#### What you need to do:
Scale the listing from its start through the line containing "[1,40,6,56]", both ends included. Reproduce every line with its request text, multiply each bounding box coordinate by 2.6, round to whole numbers with halves going up, and leave out the pictures.

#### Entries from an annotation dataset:
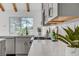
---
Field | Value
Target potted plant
[54,26,79,56]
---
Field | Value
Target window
[9,17,33,35]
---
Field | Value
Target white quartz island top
[28,40,65,56]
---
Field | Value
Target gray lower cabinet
[0,40,6,56]
[16,38,31,55]
[6,38,15,54]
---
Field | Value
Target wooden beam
[0,3,5,11]
[12,3,18,12]
[26,3,30,12]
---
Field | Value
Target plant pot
[65,47,79,56]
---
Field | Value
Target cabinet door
[16,38,27,54]
[16,38,31,55]
[6,38,15,54]
[0,41,2,56]
[1,40,6,56]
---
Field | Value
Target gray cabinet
[0,40,6,56]
[6,38,15,54]
[16,38,31,55]
[58,3,79,16]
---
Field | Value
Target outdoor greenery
[54,26,79,48]
[17,27,28,36]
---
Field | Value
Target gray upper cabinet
[58,3,79,16]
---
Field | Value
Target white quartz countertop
[0,39,5,41]
[28,40,65,56]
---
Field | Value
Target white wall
[0,3,41,36]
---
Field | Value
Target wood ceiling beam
[12,3,18,12]
[26,3,30,12]
[0,3,5,11]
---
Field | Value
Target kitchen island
[0,35,34,56]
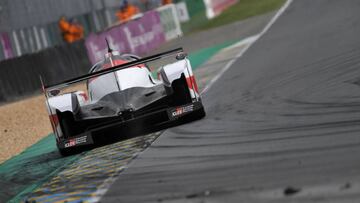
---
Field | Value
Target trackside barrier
[0,41,91,103]
[204,0,238,19]
[156,4,183,41]
[85,11,165,64]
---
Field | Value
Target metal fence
[0,0,164,61]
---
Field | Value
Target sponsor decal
[65,136,87,148]
[171,104,194,118]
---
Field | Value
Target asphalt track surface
[101,0,360,202]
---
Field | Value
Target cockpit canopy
[87,51,157,101]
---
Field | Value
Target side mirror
[176,52,187,61]
[49,89,60,96]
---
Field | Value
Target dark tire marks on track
[102,0,360,202]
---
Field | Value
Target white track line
[201,0,293,94]
[94,0,293,202]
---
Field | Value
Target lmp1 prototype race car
[43,45,205,156]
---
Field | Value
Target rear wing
[42,48,183,92]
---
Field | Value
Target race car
[43,45,205,156]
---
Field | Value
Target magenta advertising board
[85,11,165,64]
[0,33,14,59]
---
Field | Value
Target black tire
[58,147,74,157]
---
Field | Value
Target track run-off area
[0,0,360,202]
[0,25,262,202]
[101,0,360,203]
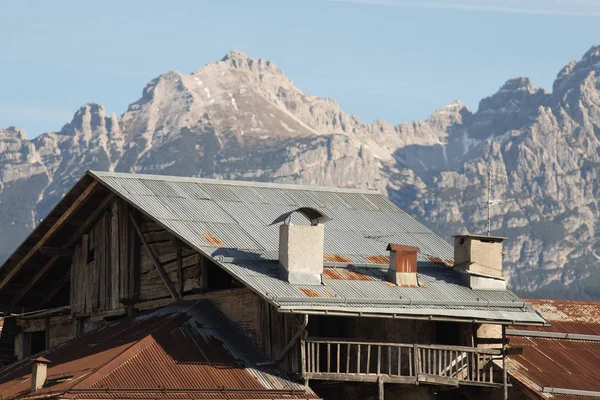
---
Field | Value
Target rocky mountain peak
[552,46,600,96]
[0,126,27,140]
[426,100,473,129]
[61,103,106,135]
[221,50,283,75]
[0,46,600,299]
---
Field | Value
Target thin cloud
[0,103,73,122]
[328,0,600,17]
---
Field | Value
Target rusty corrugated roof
[0,301,316,399]
[508,300,600,400]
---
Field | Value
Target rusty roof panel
[0,301,316,399]
[509,300,600,400]
[508,336,600,398]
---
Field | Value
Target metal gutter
[277,308,544,326]
[542,387,600,397]
[86,170,381,195]
[506,329,600,342]
[271,296,533,312]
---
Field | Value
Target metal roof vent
[273,207,331,285]
[387,243,420,287]
[454,235,506,290]
[31,357,50,392]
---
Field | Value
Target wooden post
[502,325,508,400]
[409,343,421,384]
[129,213,179,300]
[177,246,183,298]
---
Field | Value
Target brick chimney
[31,357,50,392]
[273,207,331,285]
[454,235,506,290]
[387,243,420,287]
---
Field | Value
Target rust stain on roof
[201,229,223,247]
[300,288,321,297]
[508,300,600,400]
[427,257,454,267]
[342,269,373,281]
[0,301,317,400]
[508,336,600,398]
[323,254,352,263]
[514,299,600,335]
[323,268,344,280]
[367,256,390,265]
[323,266,374,281]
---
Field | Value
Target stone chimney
[387,243,420,287]
[31,357,50,392]
[454,235,506,290]
[273,208,331,285]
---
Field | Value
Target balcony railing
[301,338,502,386]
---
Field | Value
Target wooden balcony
[301,338,503,387]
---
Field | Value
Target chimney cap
[271,207,332,225]
[452,233,508,242]
[386,243,421,253]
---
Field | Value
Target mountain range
[0,46,600,300]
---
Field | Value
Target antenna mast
[485,168,508,236]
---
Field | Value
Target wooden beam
[40,246,73,258]
[129,213,179,300]
[177,247,183,298]
[0,180,98,290]
[11,191,114,307]
[10,256,60,309]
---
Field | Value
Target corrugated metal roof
[91,172,543,323]
[508,300,600,400]
[0,301,316,399]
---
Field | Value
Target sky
[0,0,600,138]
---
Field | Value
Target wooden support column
[129,213,179,300]
[177,247,183,298]
[502,325,508,400]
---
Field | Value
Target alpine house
[0,172,545,399]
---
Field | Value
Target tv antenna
[484,168,508,236]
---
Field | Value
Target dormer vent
[387,243,420,287]
[454,235,506,290]
[273,207,331,285]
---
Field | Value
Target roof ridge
[87,170,383,196]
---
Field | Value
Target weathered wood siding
[71,200,136,315]
[139,220,203,301]
[260,300,303,373]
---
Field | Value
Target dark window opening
[435,321,462,346]
[87,249,94,264]
[23,331,46,357]
[206,262,240,290]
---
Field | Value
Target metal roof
[507,300,600,400]
[89,172,544,324]
[0,300,317,399]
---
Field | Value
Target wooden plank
[177,247,183,298]
[110,200,121,310]
[417,374,458,387]
[118,199,129,298]
[0,181,98,290]
[79,235,91,313]
[129,214,179,300]
[10,256,60,309]
[40,246,73,258]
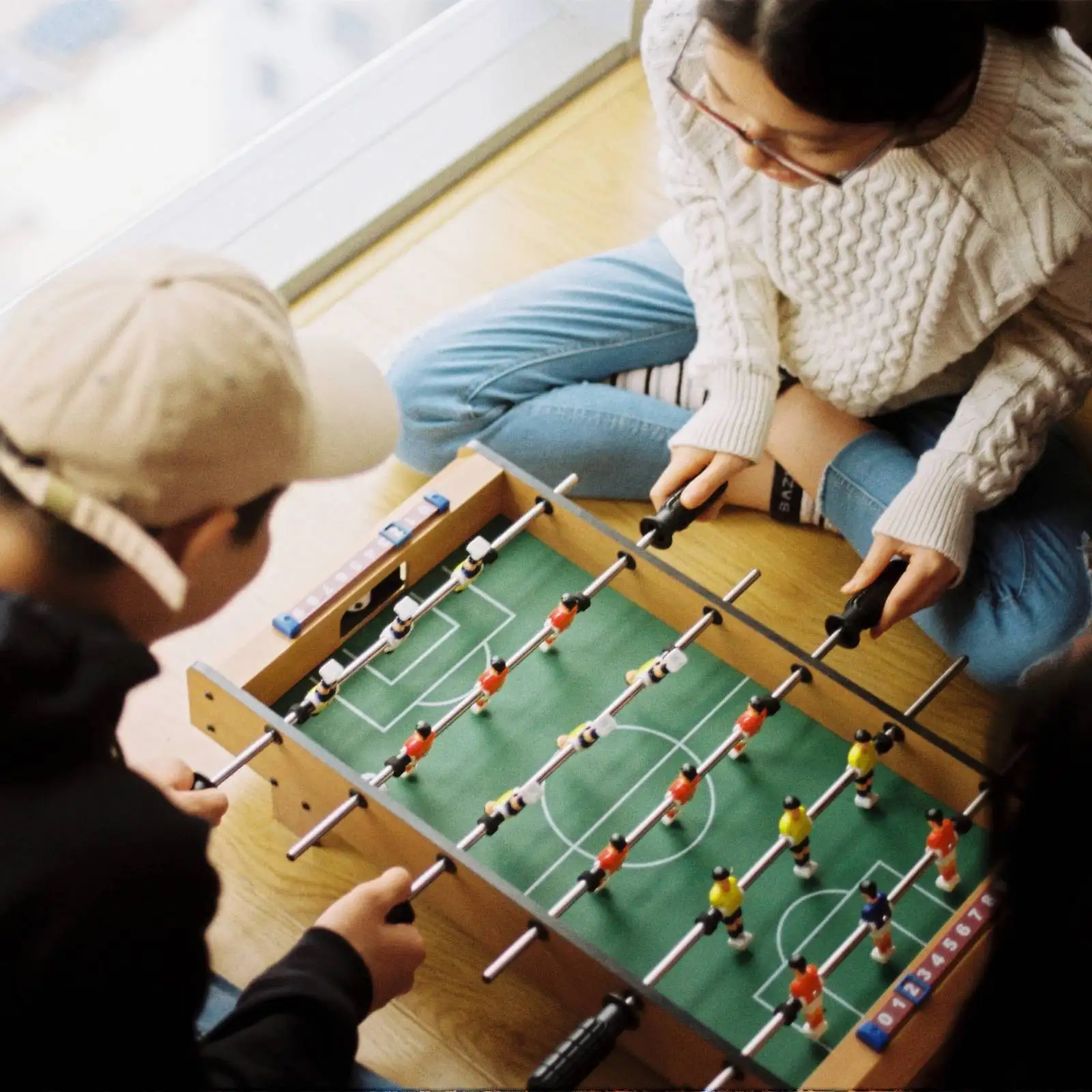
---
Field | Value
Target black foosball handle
[641,482,728,549]
[827,557,910,648]
[528,994,637,1092]
[386,902,417,925]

#### Written reply:
---
Field | Value
Target potted plant
[140,68,205,146]
---
Field | Value
Target window
[23,44,86,91]
---
Field | Value
Target white quartz island top
[73,104,169,146]
---
Field | Value
Target gray lower cabinet
[0,104,16,146]
[42,99,81,143]
[16,99,39,140]
---
Field | Value
Target wooden beam
[0,8,13,29]
[31,8,47,31]
[68,8,78,31]
---
Field | Value
Target plant pot
[169,122,205,146]
---
Field | Value
Target cabinet door
[42,99,70,140]
[42,99,81,143]
[16,99,39,140]
[0,107,5,146]
[3,104,16,146]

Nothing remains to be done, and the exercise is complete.